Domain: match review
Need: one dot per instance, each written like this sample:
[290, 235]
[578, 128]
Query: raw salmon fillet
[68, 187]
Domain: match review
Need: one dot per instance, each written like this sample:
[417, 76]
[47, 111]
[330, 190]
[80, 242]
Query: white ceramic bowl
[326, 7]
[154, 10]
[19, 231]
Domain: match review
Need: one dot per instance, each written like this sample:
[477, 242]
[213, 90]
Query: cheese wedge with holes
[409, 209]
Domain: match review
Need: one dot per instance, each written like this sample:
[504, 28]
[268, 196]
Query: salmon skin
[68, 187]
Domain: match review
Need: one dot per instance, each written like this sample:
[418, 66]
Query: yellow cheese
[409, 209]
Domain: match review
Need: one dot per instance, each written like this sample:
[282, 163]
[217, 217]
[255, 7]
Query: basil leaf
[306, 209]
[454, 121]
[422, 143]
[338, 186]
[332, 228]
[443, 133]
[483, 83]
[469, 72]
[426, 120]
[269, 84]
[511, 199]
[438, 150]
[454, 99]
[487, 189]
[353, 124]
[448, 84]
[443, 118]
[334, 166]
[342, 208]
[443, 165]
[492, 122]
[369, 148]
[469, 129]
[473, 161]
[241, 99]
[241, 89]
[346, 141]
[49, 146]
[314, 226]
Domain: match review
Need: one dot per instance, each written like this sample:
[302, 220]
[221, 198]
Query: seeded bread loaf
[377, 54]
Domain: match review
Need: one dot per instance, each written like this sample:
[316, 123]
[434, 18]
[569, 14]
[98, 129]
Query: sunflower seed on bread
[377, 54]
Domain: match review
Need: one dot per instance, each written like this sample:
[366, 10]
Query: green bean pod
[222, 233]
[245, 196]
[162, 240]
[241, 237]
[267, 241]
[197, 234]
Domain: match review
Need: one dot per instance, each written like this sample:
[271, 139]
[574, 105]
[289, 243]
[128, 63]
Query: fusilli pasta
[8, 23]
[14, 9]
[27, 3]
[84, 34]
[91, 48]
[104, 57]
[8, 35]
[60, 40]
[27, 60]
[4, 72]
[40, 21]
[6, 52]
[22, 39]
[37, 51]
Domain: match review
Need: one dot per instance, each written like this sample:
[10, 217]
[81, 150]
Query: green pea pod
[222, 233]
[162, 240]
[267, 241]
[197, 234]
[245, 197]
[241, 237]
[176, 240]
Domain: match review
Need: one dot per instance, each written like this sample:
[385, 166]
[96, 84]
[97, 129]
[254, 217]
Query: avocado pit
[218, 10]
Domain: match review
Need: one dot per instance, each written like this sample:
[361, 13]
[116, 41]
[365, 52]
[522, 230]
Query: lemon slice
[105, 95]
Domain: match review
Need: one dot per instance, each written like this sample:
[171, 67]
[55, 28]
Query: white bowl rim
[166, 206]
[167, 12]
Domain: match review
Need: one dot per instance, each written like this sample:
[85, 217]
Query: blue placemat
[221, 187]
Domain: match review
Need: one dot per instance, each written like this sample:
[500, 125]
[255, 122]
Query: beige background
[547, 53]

> **REQUIREMENT**: Print every record above exactly as written.

> **TASK RESPONSE**:
Domain: match review
Need: one dot per instance, each written like this sample:
[290, 235]
[578, 128]
Query: raw salmon fillet
[68, 187]
Domain: match review
Need: one dot per instance, each written like this sample:
[417, 76]
[47, 111]
[330, 190]
[80, 242]
Query: white ceramic bowl
[326, 7]
[154, 10]
[19, 231]
Domain: match review
Need: one dot per instance, each written like this sample:
[477, 242]
[213, 90]
Query: cheese wedge with holes
[409, 209]
Domain: match review
Need: one dot per instance, each written like this sample:
[504, 28]
[268, 196]
Query: salmon skin
[68, 187]
Domain: match review
Need: one dot per instance, each written like this sample:
[418, 66]
Query: yellow cheese
[409, 209]
Domain: match review
Need: one dot per instance, each written like this sample:
[282, 163]
[217, 217]
[255, 7]
Query: basil leaf
[306, 209]
[454, 121]
[422, 143]
[338, 186]
[332, 228]
[443, 133]
[483, 83]
[469, 72]
[426, 120]
[269, 84]
[511, 199]
[438, 150]
[454, 99]
[487, 189]
[353, 124]
[448, 84]
[443, 118]
[334, 166]
[342, 208]
[443, 165]
[492, 122]
[369, 148]
[469, 129]
[473, 161]
[241, 99]
[241, 89]
[346, 141]
[49, 146]
[314, 226]
Domain: match review
Need: one dot per instance, each written like this sample:
[302, 220]
[221, 198]
Query: seeded bread loaf
[377, 54]
Domain: match review
Need: one dot per instance, each written like this sample:
[316, 123]
[434, 18]
[569, 14]
[98, 129]
Query: sunflower seed on bread
[377, 54]
Domain: match review
Need: one dot per instance, each written like this sample:
[366, 10]
Query: green bean pod
[222, 233]
[245, 196]
[162, 240]
[241, 237]
[267, 241]
[197, 234]
Domain: match review
Need: one dot per instance, each written like this sample:
[271, 139]
[574, 105]
[289, 243]
[128, 63]
Query: fusilli pasta
[8, 23]
[14, 9]
[27, 3]
[84, 34]
[91, 48]
[104, 57]
[8, 35]
[60, 40]
[27, 60]
[4, 72]
[40, 21]
[6, 52]
[22, 39]
[37, 51]
Domain: match review
Need: one dot per instance, each written like this sample:
[10, 217]
[81, 150]
Query: green pea pod
[222, 233]
[162, 240]
[267, 241]
[197, 234]
[245, 197]
[241, 237]
[176, 240]
Domain: match review
Need: one dot per instance, each written like this sample:
[385, 166]
[96, 84]
[97, 129]
[254, 217]
Query: avocado pit
[218, 10]
Domain: match review
Need: one dot per instance, each written like this sample:
[361, 13]
[116, 41]
[365, 52]
[522, 230]
Query: lemon slice
[105, 95]
Domain: match review
Need: one dot per instance, each written like this sample:
[171, 67]
[55, 28]
Query: white bowl rim
[166, 206]
[167, 12]
Domain: match review
Need: one dot per instance, each written like this sample:
[85, 217]
Query: blue placemat
[221, 187]
Domain: match review
Need: one dot per instance, each written like this sample:
[500, 125]
[255, 122]
Query: beige background
[547, 53]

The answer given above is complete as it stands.